§ DATA SHOWN
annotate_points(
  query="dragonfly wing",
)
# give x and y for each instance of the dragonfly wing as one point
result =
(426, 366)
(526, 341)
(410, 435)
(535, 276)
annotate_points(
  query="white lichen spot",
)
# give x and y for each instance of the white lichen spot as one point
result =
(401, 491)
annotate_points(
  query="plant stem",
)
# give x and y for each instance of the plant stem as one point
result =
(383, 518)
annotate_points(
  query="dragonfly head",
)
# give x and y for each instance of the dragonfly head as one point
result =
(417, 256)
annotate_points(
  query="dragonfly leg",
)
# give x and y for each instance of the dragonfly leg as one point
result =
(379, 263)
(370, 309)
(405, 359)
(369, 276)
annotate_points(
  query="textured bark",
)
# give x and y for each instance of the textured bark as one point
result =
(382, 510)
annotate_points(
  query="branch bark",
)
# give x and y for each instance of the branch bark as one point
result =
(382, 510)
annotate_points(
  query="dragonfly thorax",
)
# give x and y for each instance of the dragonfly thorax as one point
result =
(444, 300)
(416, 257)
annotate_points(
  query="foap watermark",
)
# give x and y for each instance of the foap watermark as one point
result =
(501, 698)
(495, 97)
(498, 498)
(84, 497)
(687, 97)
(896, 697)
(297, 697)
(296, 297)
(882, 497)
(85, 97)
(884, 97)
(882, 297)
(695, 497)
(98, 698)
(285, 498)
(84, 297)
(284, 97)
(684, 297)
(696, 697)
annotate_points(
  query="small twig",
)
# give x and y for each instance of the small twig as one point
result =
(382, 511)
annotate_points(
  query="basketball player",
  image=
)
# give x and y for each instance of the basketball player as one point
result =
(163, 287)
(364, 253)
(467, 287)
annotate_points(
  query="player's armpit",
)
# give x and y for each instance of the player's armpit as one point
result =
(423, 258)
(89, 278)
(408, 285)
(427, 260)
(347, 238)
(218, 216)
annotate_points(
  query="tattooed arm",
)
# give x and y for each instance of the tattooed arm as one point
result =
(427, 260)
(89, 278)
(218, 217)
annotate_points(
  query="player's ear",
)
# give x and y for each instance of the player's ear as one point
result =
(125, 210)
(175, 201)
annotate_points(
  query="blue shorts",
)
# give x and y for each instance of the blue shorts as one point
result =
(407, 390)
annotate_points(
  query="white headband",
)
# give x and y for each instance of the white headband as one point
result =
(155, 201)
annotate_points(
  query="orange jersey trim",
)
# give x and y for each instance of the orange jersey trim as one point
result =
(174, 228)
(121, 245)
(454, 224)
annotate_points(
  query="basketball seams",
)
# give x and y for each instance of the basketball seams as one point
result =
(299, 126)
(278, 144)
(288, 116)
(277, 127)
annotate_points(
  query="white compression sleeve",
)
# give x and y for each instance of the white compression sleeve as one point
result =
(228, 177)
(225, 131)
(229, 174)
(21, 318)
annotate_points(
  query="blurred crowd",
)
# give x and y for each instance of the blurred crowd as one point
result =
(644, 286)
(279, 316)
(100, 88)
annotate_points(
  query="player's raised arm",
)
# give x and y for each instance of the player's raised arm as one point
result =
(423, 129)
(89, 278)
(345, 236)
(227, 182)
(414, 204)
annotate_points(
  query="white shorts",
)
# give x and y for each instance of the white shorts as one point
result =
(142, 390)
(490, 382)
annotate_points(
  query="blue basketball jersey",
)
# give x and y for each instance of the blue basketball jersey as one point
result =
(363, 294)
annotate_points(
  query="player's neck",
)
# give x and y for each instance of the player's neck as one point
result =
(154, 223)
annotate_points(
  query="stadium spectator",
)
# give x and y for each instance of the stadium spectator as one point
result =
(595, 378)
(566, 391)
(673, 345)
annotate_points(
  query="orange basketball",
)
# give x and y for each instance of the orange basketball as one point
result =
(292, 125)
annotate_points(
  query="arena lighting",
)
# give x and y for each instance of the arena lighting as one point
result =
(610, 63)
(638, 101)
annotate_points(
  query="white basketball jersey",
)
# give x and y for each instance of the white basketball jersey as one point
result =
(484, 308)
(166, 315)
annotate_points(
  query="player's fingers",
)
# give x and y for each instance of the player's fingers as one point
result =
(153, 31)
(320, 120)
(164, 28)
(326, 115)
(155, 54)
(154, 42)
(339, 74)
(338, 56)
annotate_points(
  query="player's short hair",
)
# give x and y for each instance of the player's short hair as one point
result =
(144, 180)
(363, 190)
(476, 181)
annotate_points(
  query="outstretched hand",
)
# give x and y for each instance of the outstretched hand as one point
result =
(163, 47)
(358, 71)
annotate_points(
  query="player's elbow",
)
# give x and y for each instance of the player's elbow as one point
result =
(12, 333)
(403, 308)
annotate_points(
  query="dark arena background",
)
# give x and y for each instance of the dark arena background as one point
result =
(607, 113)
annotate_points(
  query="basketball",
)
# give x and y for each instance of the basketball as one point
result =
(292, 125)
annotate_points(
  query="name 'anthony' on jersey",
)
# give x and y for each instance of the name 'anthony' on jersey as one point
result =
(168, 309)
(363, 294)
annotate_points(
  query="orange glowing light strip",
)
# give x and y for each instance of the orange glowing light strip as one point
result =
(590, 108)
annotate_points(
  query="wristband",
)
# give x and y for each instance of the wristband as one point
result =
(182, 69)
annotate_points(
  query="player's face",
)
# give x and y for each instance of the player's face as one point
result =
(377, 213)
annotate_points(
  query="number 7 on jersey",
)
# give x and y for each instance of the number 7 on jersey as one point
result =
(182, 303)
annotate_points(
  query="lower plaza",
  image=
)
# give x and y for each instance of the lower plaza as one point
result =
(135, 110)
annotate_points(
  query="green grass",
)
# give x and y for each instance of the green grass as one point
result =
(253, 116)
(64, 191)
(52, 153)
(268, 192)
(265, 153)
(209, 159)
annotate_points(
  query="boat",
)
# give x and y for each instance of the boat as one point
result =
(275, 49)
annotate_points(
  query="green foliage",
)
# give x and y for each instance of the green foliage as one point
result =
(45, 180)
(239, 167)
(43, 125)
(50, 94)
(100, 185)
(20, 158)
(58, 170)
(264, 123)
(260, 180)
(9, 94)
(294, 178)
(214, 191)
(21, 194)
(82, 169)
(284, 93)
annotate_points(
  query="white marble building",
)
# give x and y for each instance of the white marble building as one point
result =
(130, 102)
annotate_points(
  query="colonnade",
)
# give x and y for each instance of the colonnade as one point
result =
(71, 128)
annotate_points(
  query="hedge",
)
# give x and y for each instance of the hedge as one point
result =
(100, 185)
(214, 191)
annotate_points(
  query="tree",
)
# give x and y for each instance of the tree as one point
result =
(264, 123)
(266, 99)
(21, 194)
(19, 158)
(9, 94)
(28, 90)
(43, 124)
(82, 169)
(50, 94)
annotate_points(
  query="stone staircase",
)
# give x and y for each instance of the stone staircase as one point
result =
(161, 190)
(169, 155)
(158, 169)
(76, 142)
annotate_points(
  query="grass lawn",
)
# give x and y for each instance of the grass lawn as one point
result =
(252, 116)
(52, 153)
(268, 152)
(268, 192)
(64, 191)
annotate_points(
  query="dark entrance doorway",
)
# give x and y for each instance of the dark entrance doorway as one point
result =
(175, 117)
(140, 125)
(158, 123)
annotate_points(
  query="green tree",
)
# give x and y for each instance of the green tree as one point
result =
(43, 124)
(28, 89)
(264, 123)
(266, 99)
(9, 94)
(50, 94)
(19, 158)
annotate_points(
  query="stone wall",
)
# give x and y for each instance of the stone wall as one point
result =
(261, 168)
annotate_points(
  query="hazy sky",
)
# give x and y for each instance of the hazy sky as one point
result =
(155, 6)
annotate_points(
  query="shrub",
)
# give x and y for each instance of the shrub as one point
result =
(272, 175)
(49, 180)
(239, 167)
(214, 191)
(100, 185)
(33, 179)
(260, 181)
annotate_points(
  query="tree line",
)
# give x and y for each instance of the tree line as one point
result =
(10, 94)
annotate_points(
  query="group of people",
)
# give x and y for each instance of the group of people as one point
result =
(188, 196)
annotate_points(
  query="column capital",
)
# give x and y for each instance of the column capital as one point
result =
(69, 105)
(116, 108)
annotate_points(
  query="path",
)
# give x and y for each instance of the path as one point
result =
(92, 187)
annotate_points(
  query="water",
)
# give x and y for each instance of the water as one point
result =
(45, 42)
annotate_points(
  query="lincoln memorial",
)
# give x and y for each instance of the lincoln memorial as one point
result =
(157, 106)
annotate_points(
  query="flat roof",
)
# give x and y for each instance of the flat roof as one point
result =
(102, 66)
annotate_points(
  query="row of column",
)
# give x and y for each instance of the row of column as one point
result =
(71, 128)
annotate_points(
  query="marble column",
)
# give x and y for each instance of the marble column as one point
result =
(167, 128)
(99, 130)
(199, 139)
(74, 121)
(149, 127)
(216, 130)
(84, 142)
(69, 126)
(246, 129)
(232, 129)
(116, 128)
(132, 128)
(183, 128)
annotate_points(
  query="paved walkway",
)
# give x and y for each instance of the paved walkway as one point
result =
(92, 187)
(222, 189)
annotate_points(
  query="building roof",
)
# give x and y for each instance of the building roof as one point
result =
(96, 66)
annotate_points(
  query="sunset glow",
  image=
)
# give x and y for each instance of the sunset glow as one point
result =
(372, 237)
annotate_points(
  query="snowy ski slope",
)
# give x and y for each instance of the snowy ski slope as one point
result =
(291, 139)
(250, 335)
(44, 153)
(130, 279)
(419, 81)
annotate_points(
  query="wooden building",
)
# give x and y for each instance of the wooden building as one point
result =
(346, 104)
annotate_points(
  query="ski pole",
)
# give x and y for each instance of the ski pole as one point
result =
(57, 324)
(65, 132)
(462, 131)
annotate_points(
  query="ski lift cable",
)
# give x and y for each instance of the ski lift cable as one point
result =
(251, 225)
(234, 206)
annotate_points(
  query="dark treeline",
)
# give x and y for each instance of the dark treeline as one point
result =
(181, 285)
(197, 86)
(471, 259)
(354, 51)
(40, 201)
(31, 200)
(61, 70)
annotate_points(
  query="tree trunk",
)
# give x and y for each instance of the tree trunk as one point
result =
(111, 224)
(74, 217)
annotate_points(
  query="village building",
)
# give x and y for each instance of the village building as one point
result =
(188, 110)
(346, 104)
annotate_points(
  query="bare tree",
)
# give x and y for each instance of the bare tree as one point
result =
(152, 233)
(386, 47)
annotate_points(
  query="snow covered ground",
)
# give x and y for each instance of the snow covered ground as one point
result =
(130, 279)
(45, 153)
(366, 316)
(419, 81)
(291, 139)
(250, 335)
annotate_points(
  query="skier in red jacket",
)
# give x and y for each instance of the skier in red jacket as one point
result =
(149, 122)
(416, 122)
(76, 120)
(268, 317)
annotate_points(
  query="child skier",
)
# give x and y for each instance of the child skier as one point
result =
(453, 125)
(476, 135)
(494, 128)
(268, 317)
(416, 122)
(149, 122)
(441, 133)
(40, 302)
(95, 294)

§ WHAT TO WORK ON
Reproduce every line from the listing above that holds the word "shrub".

§ RESULT OF THE TASK
  query="shrub",
# give x and y for each instance of the shrub as one point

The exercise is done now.